__AIM__.
Repeat the items word for word from their first line through the line containing "column 22, row 99", including both of those lines.

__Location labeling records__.
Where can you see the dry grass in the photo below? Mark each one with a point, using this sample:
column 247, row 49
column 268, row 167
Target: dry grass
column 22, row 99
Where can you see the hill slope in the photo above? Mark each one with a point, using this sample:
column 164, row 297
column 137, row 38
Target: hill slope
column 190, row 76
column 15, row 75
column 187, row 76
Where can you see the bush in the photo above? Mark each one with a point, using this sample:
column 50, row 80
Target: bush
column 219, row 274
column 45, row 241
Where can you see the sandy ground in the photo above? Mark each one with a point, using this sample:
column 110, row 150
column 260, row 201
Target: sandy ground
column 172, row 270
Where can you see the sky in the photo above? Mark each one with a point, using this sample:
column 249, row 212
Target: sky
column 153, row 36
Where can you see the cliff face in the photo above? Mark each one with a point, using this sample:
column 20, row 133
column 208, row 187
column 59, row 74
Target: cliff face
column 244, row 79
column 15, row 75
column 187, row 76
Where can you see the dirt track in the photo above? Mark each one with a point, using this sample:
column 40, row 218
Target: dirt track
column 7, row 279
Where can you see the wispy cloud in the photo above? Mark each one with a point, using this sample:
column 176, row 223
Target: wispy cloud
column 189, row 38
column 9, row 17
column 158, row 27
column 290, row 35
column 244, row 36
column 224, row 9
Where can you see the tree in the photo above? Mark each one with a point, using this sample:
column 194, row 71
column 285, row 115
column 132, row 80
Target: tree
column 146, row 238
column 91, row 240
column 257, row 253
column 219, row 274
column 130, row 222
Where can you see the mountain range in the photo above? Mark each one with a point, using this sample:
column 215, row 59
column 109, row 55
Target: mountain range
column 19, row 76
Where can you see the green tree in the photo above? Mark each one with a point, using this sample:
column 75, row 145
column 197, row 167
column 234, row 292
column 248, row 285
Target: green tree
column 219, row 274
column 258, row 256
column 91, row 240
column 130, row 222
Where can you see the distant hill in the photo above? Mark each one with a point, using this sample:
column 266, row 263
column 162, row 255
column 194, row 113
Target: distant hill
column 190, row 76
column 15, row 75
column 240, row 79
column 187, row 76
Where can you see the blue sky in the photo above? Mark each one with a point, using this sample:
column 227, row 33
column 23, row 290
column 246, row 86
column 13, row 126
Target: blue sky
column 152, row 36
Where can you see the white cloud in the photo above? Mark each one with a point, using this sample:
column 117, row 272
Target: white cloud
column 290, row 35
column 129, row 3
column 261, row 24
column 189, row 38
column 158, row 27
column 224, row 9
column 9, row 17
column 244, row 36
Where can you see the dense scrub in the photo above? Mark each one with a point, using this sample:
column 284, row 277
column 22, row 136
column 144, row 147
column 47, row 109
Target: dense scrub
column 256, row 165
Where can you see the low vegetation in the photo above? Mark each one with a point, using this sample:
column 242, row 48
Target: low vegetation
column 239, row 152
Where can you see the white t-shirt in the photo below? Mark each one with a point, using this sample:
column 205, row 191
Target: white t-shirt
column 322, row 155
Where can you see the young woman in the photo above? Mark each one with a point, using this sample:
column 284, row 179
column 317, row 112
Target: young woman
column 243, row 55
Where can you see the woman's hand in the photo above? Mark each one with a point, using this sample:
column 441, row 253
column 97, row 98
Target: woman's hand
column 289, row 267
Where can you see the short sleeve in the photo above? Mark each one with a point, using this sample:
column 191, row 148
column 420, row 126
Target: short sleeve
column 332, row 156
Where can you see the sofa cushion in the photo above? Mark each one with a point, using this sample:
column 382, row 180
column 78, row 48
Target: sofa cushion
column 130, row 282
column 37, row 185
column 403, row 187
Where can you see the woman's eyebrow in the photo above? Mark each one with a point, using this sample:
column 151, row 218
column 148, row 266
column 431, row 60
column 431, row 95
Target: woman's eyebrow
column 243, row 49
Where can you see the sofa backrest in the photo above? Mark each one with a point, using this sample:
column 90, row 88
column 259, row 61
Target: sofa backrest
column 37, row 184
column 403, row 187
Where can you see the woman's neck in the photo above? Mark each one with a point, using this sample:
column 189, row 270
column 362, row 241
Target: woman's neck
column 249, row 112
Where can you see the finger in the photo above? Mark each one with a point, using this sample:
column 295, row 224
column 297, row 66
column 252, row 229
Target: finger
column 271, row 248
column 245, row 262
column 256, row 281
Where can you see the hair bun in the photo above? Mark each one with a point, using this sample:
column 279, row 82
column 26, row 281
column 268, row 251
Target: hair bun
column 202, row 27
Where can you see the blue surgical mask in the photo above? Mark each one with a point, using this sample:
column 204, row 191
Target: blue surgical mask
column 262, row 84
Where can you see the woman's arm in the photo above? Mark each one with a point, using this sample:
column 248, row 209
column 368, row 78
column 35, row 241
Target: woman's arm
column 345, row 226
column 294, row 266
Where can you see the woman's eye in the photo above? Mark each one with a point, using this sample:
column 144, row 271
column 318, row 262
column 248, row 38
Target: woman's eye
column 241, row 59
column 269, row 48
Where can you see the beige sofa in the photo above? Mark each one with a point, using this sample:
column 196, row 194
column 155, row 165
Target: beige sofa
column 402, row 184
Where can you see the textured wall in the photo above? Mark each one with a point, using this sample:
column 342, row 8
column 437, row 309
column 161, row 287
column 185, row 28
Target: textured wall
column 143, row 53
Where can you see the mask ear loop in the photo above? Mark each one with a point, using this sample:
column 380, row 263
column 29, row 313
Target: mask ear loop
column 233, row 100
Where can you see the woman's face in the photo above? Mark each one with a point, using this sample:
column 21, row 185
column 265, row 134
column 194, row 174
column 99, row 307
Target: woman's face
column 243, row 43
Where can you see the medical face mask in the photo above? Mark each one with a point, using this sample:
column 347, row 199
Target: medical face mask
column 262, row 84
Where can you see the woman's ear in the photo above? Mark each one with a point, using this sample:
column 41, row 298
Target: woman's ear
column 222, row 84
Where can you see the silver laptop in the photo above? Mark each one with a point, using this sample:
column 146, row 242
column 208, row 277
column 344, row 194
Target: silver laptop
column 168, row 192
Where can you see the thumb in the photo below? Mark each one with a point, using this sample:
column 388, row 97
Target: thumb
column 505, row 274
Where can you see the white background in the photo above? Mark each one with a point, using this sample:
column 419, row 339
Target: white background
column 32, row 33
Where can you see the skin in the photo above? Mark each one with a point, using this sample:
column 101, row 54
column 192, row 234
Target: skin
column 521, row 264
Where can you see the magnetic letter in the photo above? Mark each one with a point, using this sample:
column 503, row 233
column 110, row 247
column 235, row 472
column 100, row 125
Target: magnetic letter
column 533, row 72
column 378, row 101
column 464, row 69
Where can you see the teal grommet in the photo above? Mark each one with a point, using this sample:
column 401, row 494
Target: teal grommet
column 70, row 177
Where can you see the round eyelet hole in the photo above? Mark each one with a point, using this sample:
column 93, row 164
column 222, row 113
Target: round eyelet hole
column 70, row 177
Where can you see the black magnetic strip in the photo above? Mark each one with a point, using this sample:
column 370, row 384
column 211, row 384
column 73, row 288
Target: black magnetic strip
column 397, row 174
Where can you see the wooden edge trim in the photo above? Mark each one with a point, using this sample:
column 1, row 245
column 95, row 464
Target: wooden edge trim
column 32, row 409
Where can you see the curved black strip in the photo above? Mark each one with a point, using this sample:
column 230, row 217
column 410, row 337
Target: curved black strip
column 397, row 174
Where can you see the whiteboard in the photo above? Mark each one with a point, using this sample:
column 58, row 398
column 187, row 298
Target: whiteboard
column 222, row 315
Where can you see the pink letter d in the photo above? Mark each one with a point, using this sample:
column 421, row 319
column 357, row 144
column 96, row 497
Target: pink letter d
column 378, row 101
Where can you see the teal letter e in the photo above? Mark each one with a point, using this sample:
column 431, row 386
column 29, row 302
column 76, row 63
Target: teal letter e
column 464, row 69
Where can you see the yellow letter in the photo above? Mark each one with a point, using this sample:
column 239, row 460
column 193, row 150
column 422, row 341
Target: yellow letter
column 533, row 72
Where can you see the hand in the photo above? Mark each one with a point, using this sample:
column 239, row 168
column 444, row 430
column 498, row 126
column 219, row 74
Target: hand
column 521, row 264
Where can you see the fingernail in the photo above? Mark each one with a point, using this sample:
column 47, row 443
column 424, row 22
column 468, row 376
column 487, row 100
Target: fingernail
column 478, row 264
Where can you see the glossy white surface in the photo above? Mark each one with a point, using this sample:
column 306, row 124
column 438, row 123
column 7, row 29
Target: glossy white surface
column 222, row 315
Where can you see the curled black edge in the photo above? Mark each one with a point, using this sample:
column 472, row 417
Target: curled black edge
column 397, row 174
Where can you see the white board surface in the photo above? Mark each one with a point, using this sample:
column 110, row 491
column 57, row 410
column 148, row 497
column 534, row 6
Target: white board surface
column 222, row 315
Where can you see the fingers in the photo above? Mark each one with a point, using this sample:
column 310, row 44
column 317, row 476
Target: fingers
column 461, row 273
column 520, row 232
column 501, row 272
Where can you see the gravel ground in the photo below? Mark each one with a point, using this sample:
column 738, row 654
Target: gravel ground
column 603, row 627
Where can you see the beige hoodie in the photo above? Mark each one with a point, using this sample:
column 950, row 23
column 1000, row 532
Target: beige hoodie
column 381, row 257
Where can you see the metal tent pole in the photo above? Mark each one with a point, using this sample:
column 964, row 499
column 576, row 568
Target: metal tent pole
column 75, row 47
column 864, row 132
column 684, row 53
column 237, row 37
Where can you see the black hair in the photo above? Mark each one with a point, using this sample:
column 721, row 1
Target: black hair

__FULL OUTPUT__.
Where can you see the dry grass in the photo below? Mark each one with a point, using this sample:
column 247, row 49
column 268, row 167
Target: dry grass
column 22, row 99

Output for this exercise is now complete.